The issue of bonuses paid to some, such as bankers and chief executive officers, has attracted much attention in recent times. The aim of this paper is to examine the details relating to bonuses, both guaranteed and discretionary. Some drafting perspectives with respect to bonuses are also considered with the view of the employer in mind. However, while the main focus of the paper is on bonuses, many issues which are discussed may be equally applicable to other payments such as commissions and severance benefits.

I. Guaranteed bonus

1 It is not uncommon for a contract1 to provide for a guaranteed bonus2 as this helps to attract employees to the job and to retain them. Sometimes, no conditions may be attached to the guaranteed bonus as is often the case with annual wage supplements. However, conditions may sometimes be attached. Such conditions may either be positive in nature, such as stating that a certain sales target must be attained, or negative in nature, such as stating that there must not be any gross misconduct or negligence. Many issues arise in relation to guaranteed bonuses and these are discussed below.

------

### Your goal
Continue the passage on guaranteed and discretionary bonuses in employment contracts, starting after its last sentence.

------

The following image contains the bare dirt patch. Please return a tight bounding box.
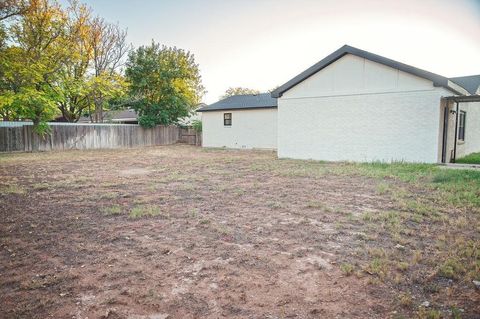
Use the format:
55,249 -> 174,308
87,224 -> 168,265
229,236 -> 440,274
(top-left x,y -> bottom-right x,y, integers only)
0,146 -> 480,319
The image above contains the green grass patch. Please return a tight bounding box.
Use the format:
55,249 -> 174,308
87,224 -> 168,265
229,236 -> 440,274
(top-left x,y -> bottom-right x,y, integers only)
456,153 -> 480,164
0,184 -> 25,195
128,205 -> 161,219
102,205 -> 123,215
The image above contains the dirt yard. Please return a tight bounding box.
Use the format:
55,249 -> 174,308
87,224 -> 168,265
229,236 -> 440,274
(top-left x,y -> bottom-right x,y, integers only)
0,145 -> 480,319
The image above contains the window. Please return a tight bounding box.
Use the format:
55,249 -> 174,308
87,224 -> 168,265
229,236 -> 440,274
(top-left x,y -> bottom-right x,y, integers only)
458,111 -> 467,141
223,113 -> 232,126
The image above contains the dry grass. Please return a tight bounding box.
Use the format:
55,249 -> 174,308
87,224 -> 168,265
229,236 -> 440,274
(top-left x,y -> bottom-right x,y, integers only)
0,146 -> 480,318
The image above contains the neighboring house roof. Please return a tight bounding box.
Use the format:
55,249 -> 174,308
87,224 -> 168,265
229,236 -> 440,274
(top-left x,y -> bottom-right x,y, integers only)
450,74 -> 480,94
197,93 -> 277,112
272,45 -> 466,98
78,109 -> 138,123
104,109 -> 137,122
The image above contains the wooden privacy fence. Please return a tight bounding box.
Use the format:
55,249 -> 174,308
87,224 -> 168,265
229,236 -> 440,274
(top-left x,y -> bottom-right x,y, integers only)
180,127 -> 202,146
0,123 -> 185,152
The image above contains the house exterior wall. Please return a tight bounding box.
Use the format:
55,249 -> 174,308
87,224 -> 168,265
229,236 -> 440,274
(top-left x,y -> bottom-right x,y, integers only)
278,55 -> 446,163
202,108 -> 277,149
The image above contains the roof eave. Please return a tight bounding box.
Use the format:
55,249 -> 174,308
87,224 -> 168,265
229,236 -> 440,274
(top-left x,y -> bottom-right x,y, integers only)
197,105 -> 277,112
271,45 -> 468,98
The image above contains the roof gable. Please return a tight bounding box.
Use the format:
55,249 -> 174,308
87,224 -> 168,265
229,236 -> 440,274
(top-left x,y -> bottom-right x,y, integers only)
197,93 -> 277,112
272,45 -> 465,98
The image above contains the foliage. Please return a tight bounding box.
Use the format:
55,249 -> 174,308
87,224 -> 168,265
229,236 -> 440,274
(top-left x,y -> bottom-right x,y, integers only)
192,120 -> 202,133
0,0 -> 71,127
220,87 -> 260,99
0,0 -> 129,126
456,153 -> 480,164
125,42 -> 204,127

------

### Exercise response
A. Burden of proof

2 Assuming the guaranteed bonus has conditions attached to it, the first question that arises is who has the burden of proving that the stated conditions have or have not been satisfied? In Chew Nam Fong Ronny v Continental Chemical Corp Pte Ltd,3 the plaintiff whose contract was terminated by salary in lieu of notice sued his employer for severance payments allegedly owed to him under his contract of

employment. The contract provided: “Should your employment be terminated by the Company for reasons other than poor performance, gross negligence, gross misconduct or criminal conviction in a Court of Law, you shall be paid severance payment of two times annual salary.” Lai Siu Chiu J held:4

Where, as in this case, there is a provision in the employment contract stipulating severance payment when employment is terminated except for certain reasons, it is in all likelihood the parties' intention that the employer must prove that the termination of employment was for one of those reasons. This is generally due to the fact that in most cases, it is the employer who has the particular knowledge of why the employment was terminated.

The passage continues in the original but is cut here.